An exact copy of every record below is what's needed here.

Start of Block

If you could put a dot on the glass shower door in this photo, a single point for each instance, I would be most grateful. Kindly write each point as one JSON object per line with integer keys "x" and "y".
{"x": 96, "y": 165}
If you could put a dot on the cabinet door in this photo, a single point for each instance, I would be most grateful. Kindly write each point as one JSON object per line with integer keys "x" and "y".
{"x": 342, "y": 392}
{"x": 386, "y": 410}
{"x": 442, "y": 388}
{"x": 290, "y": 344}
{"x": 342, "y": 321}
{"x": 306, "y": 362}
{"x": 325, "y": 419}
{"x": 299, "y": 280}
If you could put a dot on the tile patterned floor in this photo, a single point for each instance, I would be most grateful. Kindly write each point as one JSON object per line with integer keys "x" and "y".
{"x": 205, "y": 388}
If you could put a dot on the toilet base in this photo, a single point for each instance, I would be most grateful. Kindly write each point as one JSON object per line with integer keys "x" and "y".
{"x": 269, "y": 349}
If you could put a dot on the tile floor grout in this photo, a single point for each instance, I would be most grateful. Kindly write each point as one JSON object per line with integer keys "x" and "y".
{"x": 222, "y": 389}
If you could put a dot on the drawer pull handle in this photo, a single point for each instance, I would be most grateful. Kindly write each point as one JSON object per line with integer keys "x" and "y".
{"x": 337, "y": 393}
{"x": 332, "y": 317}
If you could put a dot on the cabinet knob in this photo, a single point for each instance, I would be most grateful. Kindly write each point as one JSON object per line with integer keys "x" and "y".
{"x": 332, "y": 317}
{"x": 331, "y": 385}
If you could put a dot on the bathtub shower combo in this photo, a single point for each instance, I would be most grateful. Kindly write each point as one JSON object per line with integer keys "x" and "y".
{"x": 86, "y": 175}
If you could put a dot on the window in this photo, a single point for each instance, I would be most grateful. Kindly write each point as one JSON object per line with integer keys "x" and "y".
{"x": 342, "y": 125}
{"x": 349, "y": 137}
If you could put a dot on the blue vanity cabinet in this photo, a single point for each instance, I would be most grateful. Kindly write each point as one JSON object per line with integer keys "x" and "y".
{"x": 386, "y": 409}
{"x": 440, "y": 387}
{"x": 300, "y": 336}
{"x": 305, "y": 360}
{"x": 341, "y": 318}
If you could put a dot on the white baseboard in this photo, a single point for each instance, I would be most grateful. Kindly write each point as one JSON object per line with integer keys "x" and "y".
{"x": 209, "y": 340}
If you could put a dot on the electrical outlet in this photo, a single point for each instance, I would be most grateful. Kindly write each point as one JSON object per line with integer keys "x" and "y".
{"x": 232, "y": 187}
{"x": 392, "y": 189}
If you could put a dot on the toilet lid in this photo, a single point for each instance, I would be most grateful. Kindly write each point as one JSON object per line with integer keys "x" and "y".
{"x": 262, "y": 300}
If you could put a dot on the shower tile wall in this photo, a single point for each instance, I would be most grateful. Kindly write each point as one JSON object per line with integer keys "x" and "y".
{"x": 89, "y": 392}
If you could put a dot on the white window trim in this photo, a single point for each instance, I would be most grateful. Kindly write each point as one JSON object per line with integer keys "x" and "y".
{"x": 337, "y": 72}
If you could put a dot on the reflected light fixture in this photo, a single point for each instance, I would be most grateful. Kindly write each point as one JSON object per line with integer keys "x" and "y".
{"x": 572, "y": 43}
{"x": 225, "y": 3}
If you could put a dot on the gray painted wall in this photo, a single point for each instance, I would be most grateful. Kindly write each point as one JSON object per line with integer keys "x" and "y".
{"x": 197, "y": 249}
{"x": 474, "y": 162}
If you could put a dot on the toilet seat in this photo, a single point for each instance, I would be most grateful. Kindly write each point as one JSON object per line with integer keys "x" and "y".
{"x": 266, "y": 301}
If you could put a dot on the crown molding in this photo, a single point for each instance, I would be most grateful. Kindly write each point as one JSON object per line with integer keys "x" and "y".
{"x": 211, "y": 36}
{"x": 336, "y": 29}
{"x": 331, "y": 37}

End of Block

*Reply*
If you could put a dot on the glass shower door in this photo, a single point for each instance, I would be most grateful. Kindly write each point as one JSON object per line with integer keys "x" and "y".
{"x": 96, "y": 165}
If you could put a dot on the cabinet door in this photo, a single point for each instance, I would be most grateful. Kindly write each point as one JSON object per line with integer keys "x" and "y".
{"x": 342, "y": 392}
{"x": 386, "y": 410}
{"x": 442, "y": 388}
{"x": 290, "y": 344}
{"x": 342, "y": 321}
{"x": 306, "y": 362}
{"x": 325, "y": 419}
{"x": 299, "y": 280}
If you could put a dot on the tile patterned floor in this photo, a single point for each instance, I would be most grateful. Kindly write each point as one JSON object per line with integer keys "x" and "y".
{"x": 205, "y": 388}
If you could put a dot on the toilet base in this photo, a single point for each instance, I would be most grateful. Kindly write each point as one JSON object per line with integer keys "x" and "y".
{"x": 269, "y": 349}
If you could put a dot on the tile floor grout in this photo, a single point for each instance, I would be most grateful. Kindly write each point as one JSON object per line with integer keys "x" and "y".
{"x": 222, "y": 389}
If you could put a dot on the drawer pull handle in this photo, a single point for each instance, I would be most grateful. Kindly write each point as one JSON object per line with integer keys "x" and "y".
{"x": 337, "y": 393}
{"x": 332, "y": 317}
If you could put a dot on the cabinet knob in this photo, a single point for each instance, I would be most grateful. Kindly write each point as one JSON object per line with integer keys "x" and "y".
{"x": 332, "y": 317}
{"x": 331, "y": 385}
If you could put a dot on the bathtub shower combo in this photo, a single point for each instance, I would be most grateful. Kindly write each point as one JSON object per line with integer keys "x" and "y".
{"x": 86, "y": 175}
If you could put a dot on the window in this photo, a single point for each instance, I would be most grateful. Kindly write each point as one JSON object per line with integer keys "x" and "y".
{"x": 342, "y": 125}
{"x": 349, "y": 137}
If you could put a dot on the blue vanity cabinet in this photo, a single point for each instance, I would be most grateful. Kindly write each point as one JSON object per line with integer keys "x" and "y".
{"x": 386, "y": 409}
{"x": 440, "y": 387}
{"x": 300, "y": 336}
{"x": 305, "y": 360}
{"x": 341, "y": 318}
If you could put a dot on the white baseboard in this photo, a single point for each instance, I would be most grateful. Kindly write each point as one JSON object per line with integer keys "x" and "y".
{"x": 209, "y": 340}
If you could put a dot on the electrical outlet in this photo, a single point for each instance, I would be most grateful. Kindly write each point as one JSON object per line with integer keys "x" and "y".
{"x": 232, "y": 187}
{"x": 392, "y": 189}
If you could put a dot on the toilet lid in this photo, a single point for each instance, I would be most grateful. Kindly write each point as one JSON object per line with integer keys "x" and "y".
{"x": 262, "y": 300}
If you could put a dot on the shower tile wall in this photo, a single point for each instance, I would be most grateful. Kindly write each point as one JSON object per line with integer keys "x" and "y".
{"x": 89, "y": 392}
If you could put a dot on the white window trim in this photo, a single point for each instance, I would be most grateful. Kindly write each point as one JSON object per line with integer keys "x" and "y".
{"x": 337, "y": 72}
If you could put a dot on the reflected light fixture in this photo, a single point for each instance, I would be most grateful. Kindly write each point as one JSON object per line with integer keys "x" and "y".
{"x": 572, "y": 43}
{"x": 225, "y": 3}
If you could put a dot on the gray painted wall in this photo, a single point for each instance, I would be most grateful. Kindly write each point as one JSON object per line with integer keys "x" and "y".
{"x": 197, "y": 249}
{"x": 474, "y": 162}
If you could put a dot on the toilet seat in this photo, a single point for each instance, I would be most grateful. Kindly write each point as one JSON object per line with integer keys "x" and "y".
{"x": 266, "y": 301}
If you could put a dot on the crown molding in this photo, a single point for each instance, I would be most grateful. Kindly write each point as one JSON object per line with integer keys "x" and "y".
{"x": 211, "y": 36}
{"x": 336, "y": 29}
{"x": 331, "y": 37}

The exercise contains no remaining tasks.